Cluster computing

Tuesday, May 6, 2014

In this post we cover some coding questions based on string operations, bitwise manipulation, recursion, permutations and combinations.
Suppose we were to write down all the combinations of the indices of numbers in a given list of numbers that add up to a particular sum:
The algorithm would look something like this assuming we have a sorted list of numbers and we declare a type IndexedNumber that stores the value and the index corresponding to each entry in the input list
public static void combine(ref List<IndexedNumber> numbers, ref List<IndexedNumber> candidate>, ref List<List<IndexedNumber>> sequences, int level, int start, int n)
{
for (int i = start; i < numbers.Count; i++)
{
if(candidate.Contains(numbers[i]) == false)
{
candidate[level] = numbers[i];
if (candidate.Sum() == n)
sequences.Add(new List<IndexedNumber>(candidate));
if (i < numbers.Count - 1)
combine (ref numbers, ref candidate, ref sequences, level + 1, start + 1, n);
candidate[level] = new IndexedNumber() { Number = 0, Index = -1};
}
}
}
Let's now look at a bit manipulation problem.

**Dataset content**.

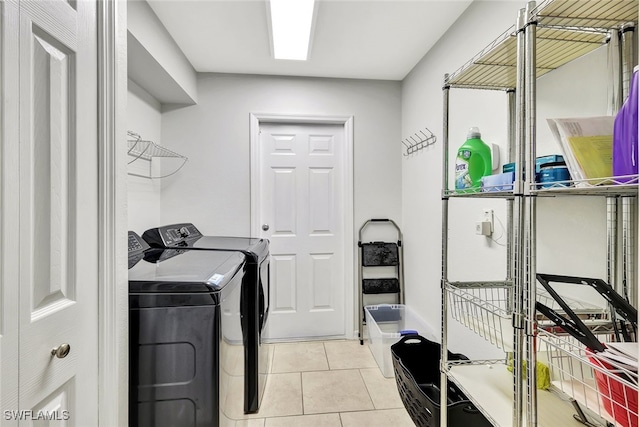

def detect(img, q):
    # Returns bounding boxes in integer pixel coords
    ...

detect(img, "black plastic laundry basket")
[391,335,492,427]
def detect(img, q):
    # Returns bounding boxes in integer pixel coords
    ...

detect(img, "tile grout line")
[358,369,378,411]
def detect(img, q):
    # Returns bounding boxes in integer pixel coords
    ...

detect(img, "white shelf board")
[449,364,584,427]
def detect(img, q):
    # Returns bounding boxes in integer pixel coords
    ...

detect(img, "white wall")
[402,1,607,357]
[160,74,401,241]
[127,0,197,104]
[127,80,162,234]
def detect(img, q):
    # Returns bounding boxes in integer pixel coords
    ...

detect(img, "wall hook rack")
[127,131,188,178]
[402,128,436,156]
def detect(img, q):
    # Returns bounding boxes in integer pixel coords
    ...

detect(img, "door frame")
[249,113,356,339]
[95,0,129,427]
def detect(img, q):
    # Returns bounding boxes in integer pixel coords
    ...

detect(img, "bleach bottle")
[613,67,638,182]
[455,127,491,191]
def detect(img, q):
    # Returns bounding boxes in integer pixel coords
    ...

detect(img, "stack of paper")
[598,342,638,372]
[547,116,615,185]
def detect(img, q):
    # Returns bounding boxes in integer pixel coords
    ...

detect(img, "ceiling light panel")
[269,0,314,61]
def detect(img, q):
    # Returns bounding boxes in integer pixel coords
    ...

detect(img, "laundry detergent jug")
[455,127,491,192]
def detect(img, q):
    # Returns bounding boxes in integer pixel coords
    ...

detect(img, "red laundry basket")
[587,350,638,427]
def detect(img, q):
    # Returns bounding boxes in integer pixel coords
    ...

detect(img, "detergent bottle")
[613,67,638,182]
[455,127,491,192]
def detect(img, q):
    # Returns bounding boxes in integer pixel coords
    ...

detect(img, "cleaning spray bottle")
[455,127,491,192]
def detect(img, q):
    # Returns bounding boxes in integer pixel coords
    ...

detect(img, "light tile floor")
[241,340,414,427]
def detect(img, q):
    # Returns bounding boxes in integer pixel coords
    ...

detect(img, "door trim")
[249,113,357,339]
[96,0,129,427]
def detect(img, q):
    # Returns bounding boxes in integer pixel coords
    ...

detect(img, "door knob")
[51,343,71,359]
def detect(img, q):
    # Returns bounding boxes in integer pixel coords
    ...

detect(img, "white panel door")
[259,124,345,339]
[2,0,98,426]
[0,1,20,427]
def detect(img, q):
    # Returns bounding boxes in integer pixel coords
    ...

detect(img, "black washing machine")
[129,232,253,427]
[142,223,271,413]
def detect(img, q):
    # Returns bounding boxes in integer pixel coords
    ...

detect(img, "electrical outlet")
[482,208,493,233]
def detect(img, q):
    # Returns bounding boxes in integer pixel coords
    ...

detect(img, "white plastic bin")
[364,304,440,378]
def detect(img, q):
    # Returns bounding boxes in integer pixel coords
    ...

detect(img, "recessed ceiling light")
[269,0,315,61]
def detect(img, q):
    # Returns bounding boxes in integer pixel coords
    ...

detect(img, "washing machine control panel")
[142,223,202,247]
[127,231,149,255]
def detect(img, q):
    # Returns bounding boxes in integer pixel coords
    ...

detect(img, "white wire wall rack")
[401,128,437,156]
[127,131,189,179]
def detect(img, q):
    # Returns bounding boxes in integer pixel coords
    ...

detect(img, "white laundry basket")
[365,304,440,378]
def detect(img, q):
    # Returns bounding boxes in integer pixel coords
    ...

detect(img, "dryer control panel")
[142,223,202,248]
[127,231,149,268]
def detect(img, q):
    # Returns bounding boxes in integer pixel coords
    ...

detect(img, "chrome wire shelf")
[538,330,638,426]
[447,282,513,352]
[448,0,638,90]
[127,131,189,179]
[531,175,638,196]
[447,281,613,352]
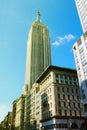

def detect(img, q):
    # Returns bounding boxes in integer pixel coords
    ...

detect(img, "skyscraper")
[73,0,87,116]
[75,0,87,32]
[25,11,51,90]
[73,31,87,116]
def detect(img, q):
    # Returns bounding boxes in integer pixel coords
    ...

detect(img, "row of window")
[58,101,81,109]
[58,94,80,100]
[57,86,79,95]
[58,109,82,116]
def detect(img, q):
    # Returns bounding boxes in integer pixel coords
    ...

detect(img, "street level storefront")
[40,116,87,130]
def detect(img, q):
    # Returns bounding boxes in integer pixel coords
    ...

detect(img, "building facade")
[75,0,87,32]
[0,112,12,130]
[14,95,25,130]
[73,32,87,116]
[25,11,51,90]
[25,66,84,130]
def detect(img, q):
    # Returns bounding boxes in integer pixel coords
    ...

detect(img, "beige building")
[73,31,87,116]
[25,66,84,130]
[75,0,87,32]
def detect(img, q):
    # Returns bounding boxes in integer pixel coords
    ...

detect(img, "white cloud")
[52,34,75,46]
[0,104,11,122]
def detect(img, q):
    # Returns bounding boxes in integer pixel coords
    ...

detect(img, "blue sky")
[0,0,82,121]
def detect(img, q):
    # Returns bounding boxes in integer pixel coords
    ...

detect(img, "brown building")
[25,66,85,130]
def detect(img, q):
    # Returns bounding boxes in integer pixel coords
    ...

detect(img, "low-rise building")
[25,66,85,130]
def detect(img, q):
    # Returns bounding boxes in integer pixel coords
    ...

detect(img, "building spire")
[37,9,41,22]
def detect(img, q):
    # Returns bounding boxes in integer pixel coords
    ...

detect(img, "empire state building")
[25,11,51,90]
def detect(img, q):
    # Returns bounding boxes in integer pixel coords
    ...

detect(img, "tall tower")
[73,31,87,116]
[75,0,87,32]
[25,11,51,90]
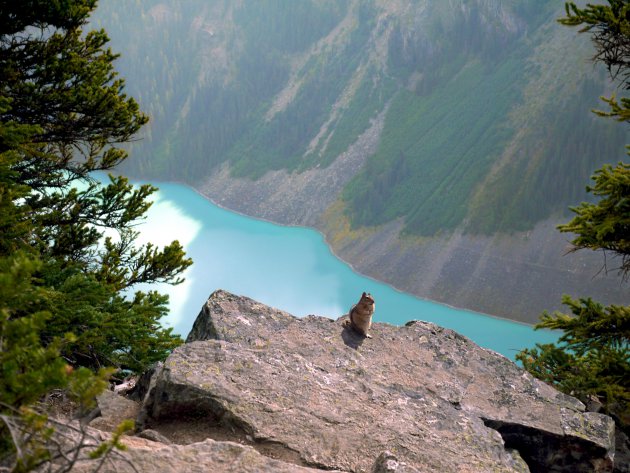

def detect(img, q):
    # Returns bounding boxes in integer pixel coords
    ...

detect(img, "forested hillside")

**What to do**. Reproduce the entire cluster computing post above word for word, including its code.

**Answer to the exercise**.
Cluster computing

Tuesday, May 6, 2014

In this post we cover some coding questions based on string operations, bitwise manipulation, recursion, permutations and combinations.
Suppose we were to write down all the combinations of the indices of numbers in a given list of numbers that add up to a particular sum:
The algorithm would look something like this assuming we have a sorted list of numbers and we declare a type IndexedNumber that stores the value and the index corresponding to each entry in the input list
public static void combine(ref List<IndexedNumber> numbers, ref List<IndexedNumber> candidate>, ref List<List<IndexedNumber>> sequences, int level, int start, int n)
{
for (int i = start; i < numbers.Count; i++)
{
if(candidate.Contains(numbers[i]) == false)
{
candidate[level] = numbers[i];
if (candidate.Sum() == n)
sequences.Add(new List<IndexedNumber>(candidate));
if (i < numbers.Count - 1)
combine (ref numbers, ref candidate, ref sequences, level + 1, start + 1, n);
candidate[level] = new IndexedNumber() { Number = 0, Index = -1};
}
}
}
Let's now look at a bit manipulation problem.